#### Extract:
We revisit our exclusive conversation with Tom Gayner, chief investment officer and co-chief executive officer of Markel Corporation. In this timeless interview, conducted near the stock market bottom in March 2009, Tom provides some much-needed perspective and investment wisdom.
MOI Global: You have stated that the businesses you seek should have (1) a demonstrated record of profitability and good returns on total capital, (2) high measures of talent and integrity in management, (3) favorable reinvestment dynamics over time, and (4) a purchase price that is fair or better. Perfection, however, is rarely attainable in the stock market. Have you had to compromise on these criteria, and if so, could you illuminate for us how you decide on acceptable versus unacceptable trade-offs?
Tom Gayner: While you say that perfection is rarely obtainable in the stock market, I would go so far as to say that it is never obtainable in the stock market. Perfection doesn’t exist in this world. All of my choices involve various degrees of compromise and tradeoffs. As an accountant, I can tell you that my wife and children are sick of hearing me use the phrase “opportunity cost”. Every decision is also another decision (at least) and every non-decision is also a series of other decisions.
The challenge is to get the balance roughly right between the choices that actually exist. All of the four points I lay out are north stars that guide me. I admit though, that I have never personally been to the North Pole.
My father used to tell me that, ‘you can’t do a good deal with a bad person.’ And he was right.
The one area where I will not compromise is in the area of integrity. I may not make every judgment correctly when I’m trying to make sure I’m dealing with people of integrity but I will never knowingly entrust money to people when I am concerned about their integrity. Even if you get everything else right, the integrity factor can kill you. My father used to tell me that, “you can’t do a good deal with a bad person.” And he was right.
The other factors can be thought of as shades of gray and nuances. We look for as much of the good as we can find and weigh that against what we have to pay for it, our expectation of how durable the business will be, and what our other alternatives are. I don’t have a formula or algorithm to get that precisely right, I just spend all my time thinking, reading, and adapting as best as I can.
MOI: How does your approach to international investing differ from that to investing in U.S. equities?
Gayner: I don’t think international investing is as different as it used to be. I believe that the world in general is becoming a smaller place. Given the advances in technology and communication, everything is starting to correlate with everything else. I think that growth rates, economic development, and rates of return on investment are all tending to head in the same direction. Capital has a universal passport and it heads to wherever it needs to go to earn the best returns possible.
Companies, especially the larger global companies where we tend to make most of our investments are doing business all around the world. All of these things tend to make nationality and borders slightly less relevant than what was previously the case.
One question I usually ask people when they ask me about our global investment approach is to mention two companies to them. I say that both companies make engines and move things from one place to another. One of them is Caterpillar and one of them is Honda. Which one is the international company and which one is the domestic firm? Depending on my mood, I give the person either an A or F on that exam. While Caterpillar is headquartered in Peoria Illinois, it does more of its business outside the U.S. than inside. While Honda is headquartered in Japan, I believe the U.S. is still its largest market. Your brokerage statements or pie chart presentations will probably show CAT as a U.S. company and Honda as an International company. I think that is a superficial difference and not a good guide to know if you are investing internationally or not.

#### Data provided:
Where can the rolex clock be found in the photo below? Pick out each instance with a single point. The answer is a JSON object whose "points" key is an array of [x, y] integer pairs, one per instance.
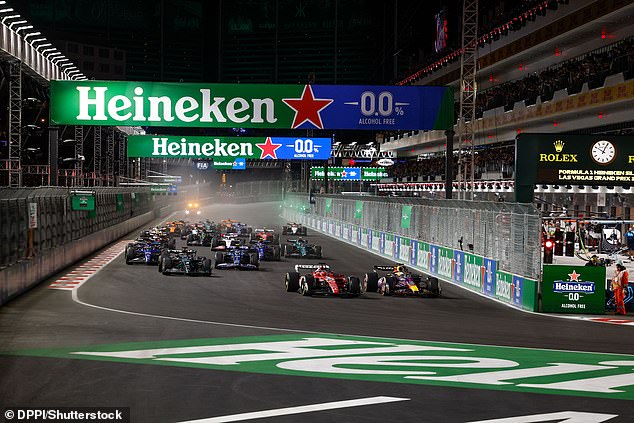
{"points": [[603, 152]]}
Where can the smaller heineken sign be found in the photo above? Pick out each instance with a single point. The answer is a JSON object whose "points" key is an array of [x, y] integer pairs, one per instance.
{"points": [[236, 164], [261, 148], [83, 202], [349, 173], [573, 289]]}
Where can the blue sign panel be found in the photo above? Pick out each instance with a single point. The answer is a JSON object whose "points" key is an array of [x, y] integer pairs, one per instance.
{"points": [[301, 148], [433, 263], [383, 107], [517, 288], [458, 266], [413, 252], [490, 268]]}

#### Problem set:
A. From the Tom Gayner interview, copy the passage between "Tom Gayner: While" and "person.’ And he was right.", inclusive.
B. Please go on with the Tom Gayner interview from the point where it ends.

#### Final answers:
A.
Tom Gayner: While you say that perfection is rarely obtainable in the stock market, I would go so far as to say that it is never obtainable in the stock market. Perfection doesn’t exist in this world. All of my choices involve various degrees of compromise and tradeoffs. As an accountant, I can tell you that my wife and children are sick of hearing me use the phrase “opportunity cost”. Every decision is also another decision (at least) and every non-decision is also a series of other decisions.
The challenge is to get the balance roughly right between the choices that actually exist. All of the four points I lay out are north stars that guide me. I admit though, that I have never personally been to the North Pole.
My father used to tell me that, ‘you can’t do a good deal with a bad person.’ And he was right.

B.
Both of those are global companies and doing business all around the world. In my mind it is a distinction without a difference to describe one as a U.S. company and the other as an international firm.
That same sort of look through to where the company does business applies to a lot of the companies we invest in. Even though Markel is a relatively small company in the grand scheme of things, over a third of our business comes from outside the U.S. these days. That is just business written outside the borders of the U.S. Digging deeper, I think you would find that a lot of our U.S. written business relates to companies doing meaningful foreign sales and a lot of our internationally written business relates to activities that circle back to the U.S. The world is increasingly interconnected and I just try to make sure we are investing in the best business possible at the appropriate price.
MOI: You emphasize the impact of the passage of time on your investments. With the trend toward compression of time horizons and a focus on short-term performance in the investment industry, we are seeing many investors—even those who consider themselves value investors—emphasizing near-term stock price catalysts. Do you see a growing inefficiency in the pricing of “boring” investments that will deliver returns over time versus investments that are expected to pay off at a foreseeable point in time?
…the playing field for longer-term investing is getting less crowded. Fewer people are able to think about the long term and I believe that creates an opportunity…
Gayner: Yes. To expand on that one word answer, I think there is a real time arbitrage opening up right now. An old saying is that in a bull market, your time horizons grow longer and longer. In a bear market, they grow shorter and shorter. The bear market experience of the last few years compresses time horizons for a lot of people. Even if they want to remain focused on the long term, there are inevitable career risks in not putting results on the books today when people are so anxious about every aspect of their lives.
I think that means the playing field for longer-term investing is getting less crowded. Fewer people are able to think about the long term and I believe that creates an opportunity to buy wonderful, long duration investments, at better prices than has been the case in the last decade or so.
MOI: What is the one mistake that keeps investors from reaching their goals?
Gayner: I’ve made so many mistakes over the years that I struggle to isolate just one as the biggest single mistake. Among the choices though I think excessive leverage has been the most personally painful. I did not fully appreciate the degree of leverage that existed in so many aspects of so many businesses and how painful the unwinding of that leverage would prove to be.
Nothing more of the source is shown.